Dataset entries:

......

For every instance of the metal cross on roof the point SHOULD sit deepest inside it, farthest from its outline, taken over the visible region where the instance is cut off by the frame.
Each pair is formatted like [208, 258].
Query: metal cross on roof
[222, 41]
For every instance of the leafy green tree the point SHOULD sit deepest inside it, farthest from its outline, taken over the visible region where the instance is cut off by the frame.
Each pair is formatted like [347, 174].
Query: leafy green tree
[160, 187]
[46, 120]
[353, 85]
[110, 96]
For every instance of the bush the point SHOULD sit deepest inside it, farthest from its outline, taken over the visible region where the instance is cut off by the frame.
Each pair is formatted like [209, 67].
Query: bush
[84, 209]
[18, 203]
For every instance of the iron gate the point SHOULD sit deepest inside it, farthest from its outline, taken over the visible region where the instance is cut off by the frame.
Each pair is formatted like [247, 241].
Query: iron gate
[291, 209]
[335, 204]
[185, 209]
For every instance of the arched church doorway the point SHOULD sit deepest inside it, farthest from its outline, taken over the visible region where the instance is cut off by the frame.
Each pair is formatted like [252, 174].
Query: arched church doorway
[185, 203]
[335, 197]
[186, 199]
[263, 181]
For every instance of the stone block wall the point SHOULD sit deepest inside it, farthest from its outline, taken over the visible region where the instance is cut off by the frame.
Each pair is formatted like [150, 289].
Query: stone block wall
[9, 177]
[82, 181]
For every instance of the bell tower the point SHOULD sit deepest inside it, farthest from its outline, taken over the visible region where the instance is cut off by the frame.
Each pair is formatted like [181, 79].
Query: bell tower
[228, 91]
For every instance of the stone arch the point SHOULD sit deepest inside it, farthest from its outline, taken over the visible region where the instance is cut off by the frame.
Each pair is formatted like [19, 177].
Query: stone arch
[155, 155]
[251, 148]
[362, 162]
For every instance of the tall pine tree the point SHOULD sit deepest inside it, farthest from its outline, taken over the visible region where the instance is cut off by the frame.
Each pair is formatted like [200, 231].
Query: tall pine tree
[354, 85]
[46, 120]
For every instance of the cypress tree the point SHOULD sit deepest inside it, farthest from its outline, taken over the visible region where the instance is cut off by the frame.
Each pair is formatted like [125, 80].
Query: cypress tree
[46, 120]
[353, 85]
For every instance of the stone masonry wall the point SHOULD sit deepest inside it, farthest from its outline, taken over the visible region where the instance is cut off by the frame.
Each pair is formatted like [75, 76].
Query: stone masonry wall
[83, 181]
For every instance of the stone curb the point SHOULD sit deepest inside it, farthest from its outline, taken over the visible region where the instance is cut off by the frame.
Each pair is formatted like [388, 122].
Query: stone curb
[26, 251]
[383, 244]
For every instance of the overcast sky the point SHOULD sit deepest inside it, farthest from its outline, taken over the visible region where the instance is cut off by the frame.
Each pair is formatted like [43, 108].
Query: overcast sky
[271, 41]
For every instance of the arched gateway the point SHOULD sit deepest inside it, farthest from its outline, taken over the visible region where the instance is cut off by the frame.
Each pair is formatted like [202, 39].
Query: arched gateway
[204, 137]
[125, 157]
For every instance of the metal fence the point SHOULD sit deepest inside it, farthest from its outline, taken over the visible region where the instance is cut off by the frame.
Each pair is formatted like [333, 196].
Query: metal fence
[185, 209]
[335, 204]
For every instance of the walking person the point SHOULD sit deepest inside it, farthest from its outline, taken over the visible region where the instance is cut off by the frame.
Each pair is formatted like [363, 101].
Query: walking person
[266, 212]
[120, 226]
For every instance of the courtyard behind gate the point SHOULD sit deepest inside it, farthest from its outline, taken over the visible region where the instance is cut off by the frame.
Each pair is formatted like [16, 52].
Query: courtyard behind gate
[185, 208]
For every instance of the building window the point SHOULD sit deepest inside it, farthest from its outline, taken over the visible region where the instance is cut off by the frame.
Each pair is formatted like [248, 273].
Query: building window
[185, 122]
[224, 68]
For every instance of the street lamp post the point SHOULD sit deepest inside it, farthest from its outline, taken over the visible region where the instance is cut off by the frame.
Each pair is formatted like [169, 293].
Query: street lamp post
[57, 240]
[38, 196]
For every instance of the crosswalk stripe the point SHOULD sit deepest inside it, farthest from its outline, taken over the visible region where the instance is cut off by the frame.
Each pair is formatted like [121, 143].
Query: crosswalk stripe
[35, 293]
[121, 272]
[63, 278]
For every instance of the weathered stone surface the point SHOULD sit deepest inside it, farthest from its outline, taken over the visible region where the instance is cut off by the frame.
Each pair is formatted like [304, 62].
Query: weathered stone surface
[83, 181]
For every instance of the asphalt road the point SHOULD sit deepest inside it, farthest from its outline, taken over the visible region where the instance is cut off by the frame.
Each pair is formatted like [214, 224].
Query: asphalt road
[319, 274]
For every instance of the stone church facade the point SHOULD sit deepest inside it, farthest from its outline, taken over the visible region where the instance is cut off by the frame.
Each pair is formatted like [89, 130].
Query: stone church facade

......

Read through the entries, then copy every line where the string "facade" is found.

For every instance of the stone church facade the point SHOULD sit deepest inside it, farthest from its outline, taken over the visible region where the instance is cut off by the frame.
Query: stone church facade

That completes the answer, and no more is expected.